* start Dataset rows *

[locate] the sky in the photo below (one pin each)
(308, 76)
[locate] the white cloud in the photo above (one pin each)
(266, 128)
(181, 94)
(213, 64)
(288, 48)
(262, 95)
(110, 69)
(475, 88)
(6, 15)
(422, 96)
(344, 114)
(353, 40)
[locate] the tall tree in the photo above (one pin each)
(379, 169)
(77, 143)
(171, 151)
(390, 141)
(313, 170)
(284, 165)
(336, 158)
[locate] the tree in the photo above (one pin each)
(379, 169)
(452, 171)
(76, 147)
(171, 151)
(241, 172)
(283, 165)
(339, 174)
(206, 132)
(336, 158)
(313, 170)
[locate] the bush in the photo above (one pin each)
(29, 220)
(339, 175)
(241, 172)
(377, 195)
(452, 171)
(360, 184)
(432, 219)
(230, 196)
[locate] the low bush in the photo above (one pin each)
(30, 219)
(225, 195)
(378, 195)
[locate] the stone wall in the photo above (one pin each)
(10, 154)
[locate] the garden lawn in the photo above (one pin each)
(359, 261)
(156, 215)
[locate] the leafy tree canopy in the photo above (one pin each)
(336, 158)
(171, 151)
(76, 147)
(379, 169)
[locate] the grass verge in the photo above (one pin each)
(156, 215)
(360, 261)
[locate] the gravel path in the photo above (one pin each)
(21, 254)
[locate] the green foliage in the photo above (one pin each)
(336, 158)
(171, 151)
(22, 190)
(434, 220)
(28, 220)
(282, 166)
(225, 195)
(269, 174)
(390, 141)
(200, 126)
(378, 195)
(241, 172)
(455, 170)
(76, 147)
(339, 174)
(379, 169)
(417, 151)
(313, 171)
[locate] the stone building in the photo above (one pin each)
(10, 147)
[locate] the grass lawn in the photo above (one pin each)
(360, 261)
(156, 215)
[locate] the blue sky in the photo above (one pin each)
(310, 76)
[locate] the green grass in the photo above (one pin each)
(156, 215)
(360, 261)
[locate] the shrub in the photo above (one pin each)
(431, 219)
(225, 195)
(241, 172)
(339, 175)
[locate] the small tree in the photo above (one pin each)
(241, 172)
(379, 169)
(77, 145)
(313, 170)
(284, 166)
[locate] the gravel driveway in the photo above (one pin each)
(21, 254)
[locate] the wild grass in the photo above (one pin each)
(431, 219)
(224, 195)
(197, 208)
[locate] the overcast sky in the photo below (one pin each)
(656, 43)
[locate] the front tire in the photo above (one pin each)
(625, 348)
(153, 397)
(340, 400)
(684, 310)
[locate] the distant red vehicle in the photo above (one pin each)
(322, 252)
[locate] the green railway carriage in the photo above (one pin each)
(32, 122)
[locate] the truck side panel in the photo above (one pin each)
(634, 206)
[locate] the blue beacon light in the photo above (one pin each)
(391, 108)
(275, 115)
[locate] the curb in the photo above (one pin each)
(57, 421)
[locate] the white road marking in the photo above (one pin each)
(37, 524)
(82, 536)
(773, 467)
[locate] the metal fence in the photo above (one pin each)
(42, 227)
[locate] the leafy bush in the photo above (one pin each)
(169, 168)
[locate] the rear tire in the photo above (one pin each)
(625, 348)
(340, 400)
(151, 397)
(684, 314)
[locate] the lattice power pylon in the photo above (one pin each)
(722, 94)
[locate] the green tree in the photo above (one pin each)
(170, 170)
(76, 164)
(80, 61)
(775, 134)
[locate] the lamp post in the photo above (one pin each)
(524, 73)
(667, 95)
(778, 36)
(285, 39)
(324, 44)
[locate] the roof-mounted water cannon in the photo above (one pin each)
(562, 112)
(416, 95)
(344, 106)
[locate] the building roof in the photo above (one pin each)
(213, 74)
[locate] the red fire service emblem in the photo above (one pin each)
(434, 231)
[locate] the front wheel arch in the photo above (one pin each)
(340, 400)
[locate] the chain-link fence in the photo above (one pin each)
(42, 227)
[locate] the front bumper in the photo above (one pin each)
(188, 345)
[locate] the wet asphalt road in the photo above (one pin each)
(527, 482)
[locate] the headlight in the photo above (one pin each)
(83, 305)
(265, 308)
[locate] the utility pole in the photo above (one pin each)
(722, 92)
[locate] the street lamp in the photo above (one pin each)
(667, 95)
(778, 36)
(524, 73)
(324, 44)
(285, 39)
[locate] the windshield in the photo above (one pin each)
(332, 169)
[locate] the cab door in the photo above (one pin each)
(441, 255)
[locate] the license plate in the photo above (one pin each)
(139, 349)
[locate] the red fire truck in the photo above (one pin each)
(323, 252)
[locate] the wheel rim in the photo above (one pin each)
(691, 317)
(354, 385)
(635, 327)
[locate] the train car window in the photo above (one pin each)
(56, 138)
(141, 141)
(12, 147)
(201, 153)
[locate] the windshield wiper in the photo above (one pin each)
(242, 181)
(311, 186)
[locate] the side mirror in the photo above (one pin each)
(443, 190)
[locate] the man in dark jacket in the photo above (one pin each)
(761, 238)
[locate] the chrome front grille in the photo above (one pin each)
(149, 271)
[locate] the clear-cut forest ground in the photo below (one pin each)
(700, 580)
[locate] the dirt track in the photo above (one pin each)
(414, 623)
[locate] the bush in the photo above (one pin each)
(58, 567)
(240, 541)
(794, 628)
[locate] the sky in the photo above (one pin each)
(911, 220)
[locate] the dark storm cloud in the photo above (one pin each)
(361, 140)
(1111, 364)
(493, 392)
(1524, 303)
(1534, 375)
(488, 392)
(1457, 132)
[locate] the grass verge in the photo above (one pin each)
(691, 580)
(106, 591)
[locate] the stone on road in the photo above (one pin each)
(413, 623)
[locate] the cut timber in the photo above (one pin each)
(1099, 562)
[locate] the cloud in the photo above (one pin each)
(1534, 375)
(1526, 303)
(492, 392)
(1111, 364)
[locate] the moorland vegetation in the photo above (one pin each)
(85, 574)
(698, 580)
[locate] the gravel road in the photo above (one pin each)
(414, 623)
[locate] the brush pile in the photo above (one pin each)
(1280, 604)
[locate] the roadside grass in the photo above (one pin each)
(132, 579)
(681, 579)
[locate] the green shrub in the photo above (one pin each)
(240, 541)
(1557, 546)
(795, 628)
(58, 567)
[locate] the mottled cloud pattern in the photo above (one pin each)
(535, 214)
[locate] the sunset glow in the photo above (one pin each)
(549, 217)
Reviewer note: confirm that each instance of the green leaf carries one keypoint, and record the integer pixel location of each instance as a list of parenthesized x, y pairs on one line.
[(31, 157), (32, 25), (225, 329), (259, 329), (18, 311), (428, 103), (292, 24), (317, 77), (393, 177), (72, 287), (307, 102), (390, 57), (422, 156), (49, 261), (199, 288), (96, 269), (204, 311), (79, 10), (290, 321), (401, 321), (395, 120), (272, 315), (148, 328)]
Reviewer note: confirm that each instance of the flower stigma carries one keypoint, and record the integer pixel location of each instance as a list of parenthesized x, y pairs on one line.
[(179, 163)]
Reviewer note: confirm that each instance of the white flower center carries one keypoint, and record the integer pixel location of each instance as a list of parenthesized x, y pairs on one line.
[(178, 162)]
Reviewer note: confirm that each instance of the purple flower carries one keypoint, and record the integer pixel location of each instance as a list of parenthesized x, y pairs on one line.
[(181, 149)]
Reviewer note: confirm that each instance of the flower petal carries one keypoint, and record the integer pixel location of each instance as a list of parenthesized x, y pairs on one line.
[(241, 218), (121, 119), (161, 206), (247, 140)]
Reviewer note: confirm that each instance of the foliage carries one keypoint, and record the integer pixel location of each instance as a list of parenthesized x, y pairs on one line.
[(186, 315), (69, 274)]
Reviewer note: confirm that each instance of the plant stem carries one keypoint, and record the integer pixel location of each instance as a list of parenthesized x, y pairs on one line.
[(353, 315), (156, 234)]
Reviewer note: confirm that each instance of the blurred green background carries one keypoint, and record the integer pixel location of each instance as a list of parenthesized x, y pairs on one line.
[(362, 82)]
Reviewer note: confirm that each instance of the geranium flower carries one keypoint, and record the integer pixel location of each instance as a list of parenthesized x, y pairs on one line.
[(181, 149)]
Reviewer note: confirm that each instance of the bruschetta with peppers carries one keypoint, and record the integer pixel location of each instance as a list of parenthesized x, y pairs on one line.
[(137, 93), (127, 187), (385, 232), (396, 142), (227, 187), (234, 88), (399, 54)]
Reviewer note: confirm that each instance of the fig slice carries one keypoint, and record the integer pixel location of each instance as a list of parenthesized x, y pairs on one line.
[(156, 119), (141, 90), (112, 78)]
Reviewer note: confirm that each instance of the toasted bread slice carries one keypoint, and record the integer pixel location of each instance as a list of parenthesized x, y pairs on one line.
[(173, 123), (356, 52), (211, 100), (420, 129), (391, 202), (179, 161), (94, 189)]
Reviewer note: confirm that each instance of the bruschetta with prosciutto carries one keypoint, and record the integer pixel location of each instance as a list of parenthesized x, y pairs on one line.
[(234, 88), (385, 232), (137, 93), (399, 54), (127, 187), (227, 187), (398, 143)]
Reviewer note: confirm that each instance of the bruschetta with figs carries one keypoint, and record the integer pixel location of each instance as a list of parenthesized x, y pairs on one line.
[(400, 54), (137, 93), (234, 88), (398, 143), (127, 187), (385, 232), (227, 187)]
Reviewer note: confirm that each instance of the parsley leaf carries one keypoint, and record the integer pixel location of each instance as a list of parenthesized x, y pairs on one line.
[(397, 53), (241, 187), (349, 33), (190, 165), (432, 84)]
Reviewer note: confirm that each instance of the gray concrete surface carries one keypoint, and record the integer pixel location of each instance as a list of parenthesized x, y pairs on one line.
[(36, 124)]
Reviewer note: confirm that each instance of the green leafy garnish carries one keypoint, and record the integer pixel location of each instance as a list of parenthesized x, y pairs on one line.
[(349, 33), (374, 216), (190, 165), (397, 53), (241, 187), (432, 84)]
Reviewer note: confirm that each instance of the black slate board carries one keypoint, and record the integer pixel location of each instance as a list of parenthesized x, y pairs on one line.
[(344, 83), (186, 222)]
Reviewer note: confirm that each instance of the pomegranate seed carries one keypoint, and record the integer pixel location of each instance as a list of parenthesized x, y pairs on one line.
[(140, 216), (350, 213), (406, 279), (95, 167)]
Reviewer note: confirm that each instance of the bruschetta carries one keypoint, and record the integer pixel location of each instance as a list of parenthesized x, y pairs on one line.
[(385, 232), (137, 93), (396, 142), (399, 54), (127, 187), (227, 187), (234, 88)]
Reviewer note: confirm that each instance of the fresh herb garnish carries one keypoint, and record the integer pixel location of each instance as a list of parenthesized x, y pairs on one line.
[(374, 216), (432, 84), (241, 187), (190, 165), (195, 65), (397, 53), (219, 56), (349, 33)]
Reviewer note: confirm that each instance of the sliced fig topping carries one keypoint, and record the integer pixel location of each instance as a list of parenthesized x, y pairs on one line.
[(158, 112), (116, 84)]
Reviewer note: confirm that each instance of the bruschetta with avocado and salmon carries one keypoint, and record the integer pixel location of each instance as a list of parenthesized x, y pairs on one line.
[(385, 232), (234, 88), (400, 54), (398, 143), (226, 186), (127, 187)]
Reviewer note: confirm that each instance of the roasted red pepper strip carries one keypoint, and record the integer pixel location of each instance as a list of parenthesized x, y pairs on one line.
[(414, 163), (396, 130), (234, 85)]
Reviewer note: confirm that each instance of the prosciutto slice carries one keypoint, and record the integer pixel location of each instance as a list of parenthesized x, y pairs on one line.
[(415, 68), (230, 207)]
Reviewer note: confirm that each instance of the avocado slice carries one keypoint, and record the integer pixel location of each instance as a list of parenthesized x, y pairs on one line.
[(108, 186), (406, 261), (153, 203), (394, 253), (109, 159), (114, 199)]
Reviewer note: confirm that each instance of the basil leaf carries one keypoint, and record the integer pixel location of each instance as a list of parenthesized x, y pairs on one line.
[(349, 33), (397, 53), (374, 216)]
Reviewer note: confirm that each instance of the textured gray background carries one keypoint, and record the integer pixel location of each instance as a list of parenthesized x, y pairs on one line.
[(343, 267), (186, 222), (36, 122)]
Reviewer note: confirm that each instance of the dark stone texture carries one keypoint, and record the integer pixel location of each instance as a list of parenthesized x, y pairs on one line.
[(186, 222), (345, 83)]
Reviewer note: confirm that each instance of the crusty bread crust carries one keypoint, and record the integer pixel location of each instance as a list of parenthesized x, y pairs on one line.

* end Dataset rows *

■ Requirements ■
Extract the closing run of lines, starting with the one containing "Reviewer note: confirm that each instance of the fresh" and ending at the last, exactly as written.

■ Response to this exercise ■
Reviewer note: confirm that each instance of the fresh herb garnish carries one keypoint, and record the integer pixel location of each instance as a list of parenthesized x, y pairs on one line.
[(374, 216), (432, 84), (241, 187), (190, 165), (195, 65), (397, 53), (219, 56), (349, 33)]
Reviewer note: confirm that each instance of the sliced fig topping carries one keypoint, and record the integer pixel location of each instance as a list of parenthesized x, y pairs on one line.
[(158, 112), (116, 84)]
Reviewer note: confirm that each instance of the bruschetta with avocado and salmon carries one keypoint, and record the integer pixel location of each instance as a list of parenthesized x, y pairs on one line.
[(385, 232), (234, 88), (400, 54), (398, 143), (226, 186), (127, 187)]
Reviewer note: confirm that each instance of the roasted red pepper strip carries one keypoint, and record the integer pixel location of each instance as a list of parenthesized x, y pairs on one line.
[(414, 163), (396, 130), (234, 85)]
Reviewer note: confirm that each instance of the prosciutto slice carries one keypoint, and record the integer pixel location of each instance as a list of parenthesized x, y pairs on one line.
[(415, 68), (230, 207)]
Reviewer note: confirm that each instance of the avocado slice carries one keypoint, and record the integer pixel location of each instance as a list of parenthesized x, y pairs on one line.
[(108, 186), (406, 261), (153, 203), (394, 253), (109, 159), (114, 199)]
Reviewer note: confirm that each instance of the basil leaf carries one keypoint, and record the integer pixel location of each instance as a list of parenthesized x, y pairs on one line.
[(349, 33), (397, 53), (374, 216)]
Reviewer note: confirm that each instance of the textured gray background carries one keypoint, and record the integer pixel location of each instance as a list of parenthesized x, y pairs on one line.
[(343, 267), (186, 222), (36, 122)]
Reviewer note: confirm that each instance of the dark stone texture carries one keypoint, and record the integer pixel location of each instance as a list of parenthesized x, y pairs on one line.
[(186, 222), (345, 83)]
Reviewer note: confirm that each instance of the crusty bread crust carries one keypoint, and record the integer pixel location of each instance as a list of parenthesized x, y pairs on one line.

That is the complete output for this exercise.